**TESTO DELL'ARTICOLO**
7 dicembre 2020

7 Dicembre 2020

Memento Mori: guardare la vita dal letto di morte | 7 dicembre 2020

di Giovanna Abbagnara

Ricordati che devi morire”: forse i più ricorderanno una delle più celebri scene del film di Massimo Troisi “Non ci resta che piangere” (1985), film interessante e pieno di spunti di riflessione. “Ricordati che devi morire” è anche il saluto dei monaci trappisti che ogni giorno si ricordano vicendevolmente il senso del loro vivere. Padre Raniero Cantalamessa, predicatore della Casa Pontificia, creato cardinale nel Concistoro dello scorso 28 novembre, ha tenuto nell’Aula Paolo VI la prima meditazione d’Avvento, alla presenza di Papa Francesco a partire da questa massima latina. Con straordinaria lucidità, certamente dovuta anche alla sapienza del cuore che muove le parole di questo anziano frate, padre Raniero fa un meraviglioso elogio di sorella morte: “Sorella morte è davvero una buona sorella maggiore e una buona pedagoga. Ci insegna tante cose”.

Proprio ora c’era bisogno di parlare di morte? In questo tempo così difficile di pandemia non si dovrebbe proporre una prospettiva più positiva? La risposta che il cardinale fa nella sua meditazione è straordinariamente ricca di speranza. È una risposta da credenti. Se la fede non ci aiuta a riflettere sul senso della vita e sul senso della morte, è solo una pratica pietistica e sentimentale. Padre Raniero invita il Santo Padre e gli altri presbiteri presenti a guardare la vita dal punto di osservazione della morte. “Sei angustiato da problemi e difficoltà? Pòrtati avanti, còllocati al punto giusto: guarda queste cose dal letto di morte. Come vorresti allora avere agito? Quale importanza daresti a queste cose? Hai un contrasto con qualcuno? Guarda la cosa dal letto di morte. Cosa vorresti aver fatto allora: aver vinto, o esserti umiliato? Aver prevalso, o aver perdonato? Il pensiero della morte ci impedisce di attaccarci alle cose, di fissare quaggiù la dimora del cuore, dimenticando che “non abbiamo quaggiù dimora stabile”.

“La Chiesa non ha paura di mandarci a scuola da lei” dice il predicatore ma ahimè i cristiani spesso hanno deciso di saltare la lezione sulla morte. Eppure c’è una sola morte che il credente deve temere ed è la morte eterna. “Essa è l’unica che merita davvero il nome di morte, perché non è un passaggio, una Pasqua, ma un terribile capolinea. È per salvare gli uomini da questa sciagura che dobbiamo tornare a predicare ai cristiani sulla morte”. Ne era convintissimo sant’Alfonso Maria dei Liguori che nel suo celebre trattato Apparecchio alla morte scriveva: «Se osservata dal punto di vista della nostra sensibilità, la morte incute spavento e si fa temere. Ma dal punto di vista della fede, porta consolazione e si fa desiderare. E ancora: Essa appare tremenda per i peccatori, ma si dimostra amabile e preziosa per i Santi…».

(Dati raccolti)

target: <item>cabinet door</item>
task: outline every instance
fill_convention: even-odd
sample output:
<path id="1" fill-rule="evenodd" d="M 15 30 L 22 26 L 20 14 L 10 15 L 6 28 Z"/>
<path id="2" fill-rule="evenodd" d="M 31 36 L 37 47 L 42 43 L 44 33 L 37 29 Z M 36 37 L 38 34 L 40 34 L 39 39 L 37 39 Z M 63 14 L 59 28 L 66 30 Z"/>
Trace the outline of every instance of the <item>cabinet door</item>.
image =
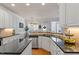
<path id="1" fill-rule="evenodd" d="M 38 38 L 32 38 L 32 48 L 38 48 Z"/>
<path id="2" fill-rule="evenodd" d="M 65 4 L 59 4 L 59 22 L 62 27 L 66 25 Z"/>
<path id="3" fill-rule="evenodd" d="M 66 21 L 68 26 L 79 25 L 79 4 L 66 4 Z"/>
<path id="4" fill-rule="evenodd" d="M 30 42 L 21 55 L 32 55 L 32 42 Z"/>
<path id="5" fill-rule="evenodd" d="M 42 48 L 47 51 L 50 51 L 49 38 L 42 36 L 41 39 L 42 39 Z"/>
<path id="6" fill-rule="evenodd" d="M 4 11 L 0 9 L 0 28 L 4 28 Z"/>
<path id="7" fill-rule="evenodd" d="M 41 38 L 41 36 L 38 37 L 38 47 L 42 48 L 42 38 Z"/>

**ISTRUZIONI ESERCIZIO**
Indica se ciascuna affermazione concorda con l'articolo sul Memento Mori, rispondendo sì o no e citando le parole decisive del testo.
1. Padre Raniero Cantalamessa ha tenuto la prima meditazione d'Avvento nell'Aula Paolo VI alla presenza di Papa Francesco.
2. Il film "Non ci resta che piangere" è uscito nel 1990.
3. L'unica morte che il credente deve temere è la morte eterna.
I record non hanno alcun legame con l'articolo.

**RISPOSTA**
1. Sì: «ha tenuto nell’Aula Paolo VI la prima meditazione d’Avvento, alla presenza di Papa Francesco»
2. No: «“Non ci resta che piangere” (1985)»
3. Sì: «c’è una sola morte che il credente deve temere ed è la morte eterna»